Given problem 1:
Copy the interview passage about the Los Angeles trips word for word, everything from "We went back home" down to "that come about?".
- - - - -
I’ll never forget the next day Ricky Lawson came and picked us up in his car and took us around all of LA. We went to this jazz club where we met lots of other musicians and actors. It was a crazy experience. All these people you see on TV and who do these amazing gigs playing for huge artists are right here in this city and you can go and talk to them. We even started getting offers to do gigs while we were there.

We went back home – man, terrible trip home, we just didn’t wanna leave. That all happened in August 2006. In October 2006 we went back to visit on our own. We were chilling at our rehearsal space and just decided to go to LA again. We literally went and got a rental car that day and drove non-stop. Everybody took shifts driving and we got from Memphis to LA in 24 hours. We just wanted to see if it’s really like that or if it was just a lucky moment. This time we stayed for two weeks and it was amazing. We did gigs, met more people, people started kind of knowing who we were, we even had to turn down gigs before we had to go back home. After making that second trip bro, for me it was just clear.

Your first pro gig in LA was Boyz II Men. How did that come about?
- - - - -
Given problem 2:
Update the entries from their start down to the line containing "x=115, y=132", with both ends included, by replacing "pale bark" with "light bark" and changing nothing else. Return only those lines and leave the picture out.

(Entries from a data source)
- - - - -
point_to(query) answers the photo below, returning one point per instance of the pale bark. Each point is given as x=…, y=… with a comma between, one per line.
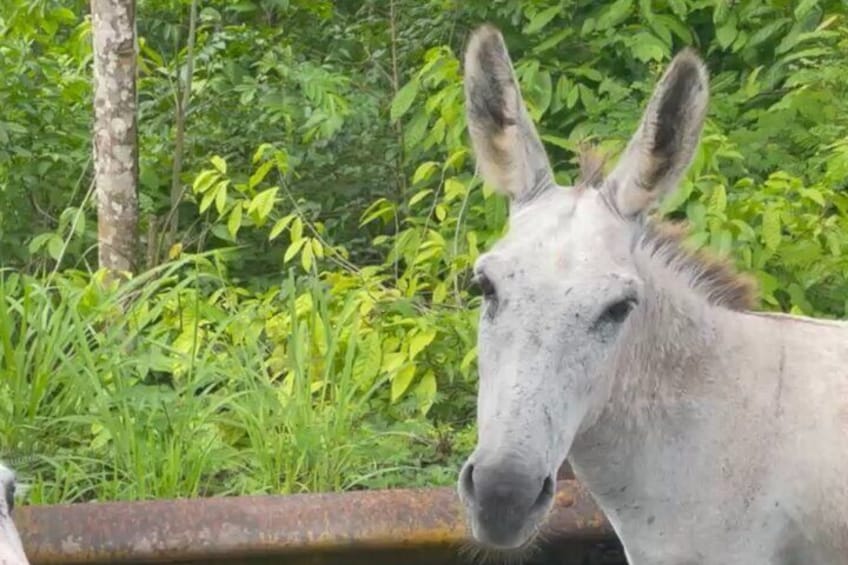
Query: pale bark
x=115, y=132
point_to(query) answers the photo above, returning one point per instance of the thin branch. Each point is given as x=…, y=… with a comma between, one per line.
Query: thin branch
x=182, y=104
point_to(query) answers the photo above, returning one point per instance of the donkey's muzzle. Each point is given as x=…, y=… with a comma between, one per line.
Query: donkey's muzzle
x=506, y=501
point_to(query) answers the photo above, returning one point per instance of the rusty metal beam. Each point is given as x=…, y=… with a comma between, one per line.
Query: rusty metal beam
x=238, y=529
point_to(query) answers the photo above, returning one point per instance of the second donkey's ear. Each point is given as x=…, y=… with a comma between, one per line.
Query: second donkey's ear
x=507, y=147
x=661, y=150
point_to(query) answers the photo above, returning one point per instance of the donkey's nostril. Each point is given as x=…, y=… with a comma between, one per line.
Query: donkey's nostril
x=467, y=481
x=547, y=493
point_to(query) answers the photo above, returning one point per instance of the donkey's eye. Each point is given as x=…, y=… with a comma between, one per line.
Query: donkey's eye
x=487, y=288
x=617, y=312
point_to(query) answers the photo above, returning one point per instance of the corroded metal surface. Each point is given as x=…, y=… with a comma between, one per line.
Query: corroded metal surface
x=299, y=528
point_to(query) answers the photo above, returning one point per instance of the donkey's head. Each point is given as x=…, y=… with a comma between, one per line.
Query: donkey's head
x=559, y=288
- - - - -
Exercise response 1:
We went back home – man, terrible trip home, we just didn’t wanna leave. That all happened in August 2006. In October 2006 we went back to visit on our own. We were chilling at our rehearsal space and just decided to go to LA again. We literally went and got a rental car that day and drove non-stop. Everybody took shifts driving and we got from Memphis to LA in 24 hours. We just wanted to see if it’s really like that or if it was just a lucky moment. This time we stayed for two weeks and it was amazing. We did gigs, met more people, people started kind of knowing who we were, we even had to turn down gigs before we had to go back home. After making that second trip bro, for me it was just clear.

Your first pro gig in LA was Boyz II Men. How did that come about?

Exercise response 2:
point_to(query) answers the photo below, returning one point per instance of the light bark. Each point is given as x=…, y=… with a comma between, one per line.
Query: light bark
x=115, y=132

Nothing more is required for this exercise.